## What the exercise asks
Answer these questions about the forum reply below:
1. What is the first of the numbered steps?
2. Which Gospel's author is named?
3. What example is given of facts missing from the story?

## Selected excerpt
+-------+
TedM wrote:How do you come up with this stuff?
1. Read the text.
2. Consider how the author could have intended to write this way.
3. Consider whether that interpretation is consistent with what the author wrote and with the ordinary range of human expression.
4. Consider it a plausible option for the interpretation of the text, if so.
If it sounds complicated, it's only because I feel like I've had to elaborate the explanation far beyond its basic, simple, and straightforward nature, to make it more explicit, because you have to this point maintained that it is implausible.
TedM wrote:This wasn't about the disciples being ignorant...
I can see how you arrive at this conclusion, but I submit that you come from a certain perspective -- and you aren't asking critically enough whether it is a perspective shared by the author of the Gospel of John and used to craft his narrative. In this perspective, the reader is paramount, and it is the reader's vantage point that guides what we expect to see from the conversation. Further, this reader is potentially an intertextual reader, or potentially one with access to synoptic tradition, or one that would at least have access to some alternative way into the story beside the story itself, to supply facts that are missing (i.e., what the other women did); alternatively, the writer slipped up or didn't care about the reader so much on that point, but he himself had this extra access into the story, beyond and excluded from the story as written. In any event, the story is more than meets the eye, in terms of the plot and what happens.
+-------+
[Point-based annotation data]
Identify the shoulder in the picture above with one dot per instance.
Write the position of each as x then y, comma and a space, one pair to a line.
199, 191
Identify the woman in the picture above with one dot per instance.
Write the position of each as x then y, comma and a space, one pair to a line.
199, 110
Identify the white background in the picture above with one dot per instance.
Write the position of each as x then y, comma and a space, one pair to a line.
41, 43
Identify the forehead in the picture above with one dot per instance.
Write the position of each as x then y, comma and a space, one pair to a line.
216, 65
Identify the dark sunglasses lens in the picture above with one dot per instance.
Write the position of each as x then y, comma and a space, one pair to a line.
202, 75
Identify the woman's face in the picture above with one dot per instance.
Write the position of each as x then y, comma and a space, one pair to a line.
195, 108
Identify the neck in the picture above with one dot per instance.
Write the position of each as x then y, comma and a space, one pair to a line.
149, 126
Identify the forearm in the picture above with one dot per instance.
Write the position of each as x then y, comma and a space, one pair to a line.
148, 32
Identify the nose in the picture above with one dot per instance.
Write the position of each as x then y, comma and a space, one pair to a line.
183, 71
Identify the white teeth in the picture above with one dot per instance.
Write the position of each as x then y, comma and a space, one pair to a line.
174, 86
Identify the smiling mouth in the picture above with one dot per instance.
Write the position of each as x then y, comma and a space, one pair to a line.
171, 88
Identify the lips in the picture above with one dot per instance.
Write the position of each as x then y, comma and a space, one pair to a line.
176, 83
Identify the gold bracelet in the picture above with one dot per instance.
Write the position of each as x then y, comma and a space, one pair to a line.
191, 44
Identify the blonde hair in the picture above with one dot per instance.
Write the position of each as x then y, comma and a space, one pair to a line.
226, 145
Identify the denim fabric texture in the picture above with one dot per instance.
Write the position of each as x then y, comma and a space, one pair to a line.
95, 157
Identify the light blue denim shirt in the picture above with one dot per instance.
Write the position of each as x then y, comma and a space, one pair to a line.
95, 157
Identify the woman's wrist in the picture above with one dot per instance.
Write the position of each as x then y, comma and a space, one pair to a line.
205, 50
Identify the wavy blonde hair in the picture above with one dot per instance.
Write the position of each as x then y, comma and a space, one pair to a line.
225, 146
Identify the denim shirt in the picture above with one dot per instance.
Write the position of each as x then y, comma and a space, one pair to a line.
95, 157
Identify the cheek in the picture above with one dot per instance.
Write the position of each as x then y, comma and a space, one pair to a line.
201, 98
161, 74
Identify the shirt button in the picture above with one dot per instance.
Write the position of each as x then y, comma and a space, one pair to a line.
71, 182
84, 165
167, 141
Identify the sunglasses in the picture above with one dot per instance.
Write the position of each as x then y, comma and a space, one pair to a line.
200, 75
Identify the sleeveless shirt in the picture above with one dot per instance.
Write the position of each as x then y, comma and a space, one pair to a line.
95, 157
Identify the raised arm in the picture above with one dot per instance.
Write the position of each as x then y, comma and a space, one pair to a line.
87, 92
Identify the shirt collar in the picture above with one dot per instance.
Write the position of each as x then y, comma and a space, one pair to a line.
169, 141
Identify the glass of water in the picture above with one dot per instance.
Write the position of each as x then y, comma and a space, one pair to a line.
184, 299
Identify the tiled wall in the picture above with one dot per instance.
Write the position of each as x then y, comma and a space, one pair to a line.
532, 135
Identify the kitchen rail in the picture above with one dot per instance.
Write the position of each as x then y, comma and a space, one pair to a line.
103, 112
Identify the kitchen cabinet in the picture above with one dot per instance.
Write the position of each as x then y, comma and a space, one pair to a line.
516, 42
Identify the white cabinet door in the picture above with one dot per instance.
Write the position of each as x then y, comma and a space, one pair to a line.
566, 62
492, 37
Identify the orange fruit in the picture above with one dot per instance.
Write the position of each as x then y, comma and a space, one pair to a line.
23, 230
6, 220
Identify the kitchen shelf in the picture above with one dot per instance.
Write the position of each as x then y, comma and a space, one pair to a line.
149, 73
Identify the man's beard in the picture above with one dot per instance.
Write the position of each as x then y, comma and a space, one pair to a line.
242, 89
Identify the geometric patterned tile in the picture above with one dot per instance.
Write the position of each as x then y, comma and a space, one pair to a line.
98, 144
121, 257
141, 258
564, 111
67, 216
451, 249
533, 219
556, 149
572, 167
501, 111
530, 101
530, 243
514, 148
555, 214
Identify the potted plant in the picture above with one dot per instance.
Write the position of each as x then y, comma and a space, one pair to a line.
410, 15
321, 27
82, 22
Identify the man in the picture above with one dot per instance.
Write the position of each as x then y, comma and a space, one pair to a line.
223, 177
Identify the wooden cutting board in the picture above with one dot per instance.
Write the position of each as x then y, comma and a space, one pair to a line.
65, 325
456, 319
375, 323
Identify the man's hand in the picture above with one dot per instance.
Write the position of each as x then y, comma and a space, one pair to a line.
+-------+
## Response below
1. Read the text.
2. The Gospel of John.
3. What the other women did.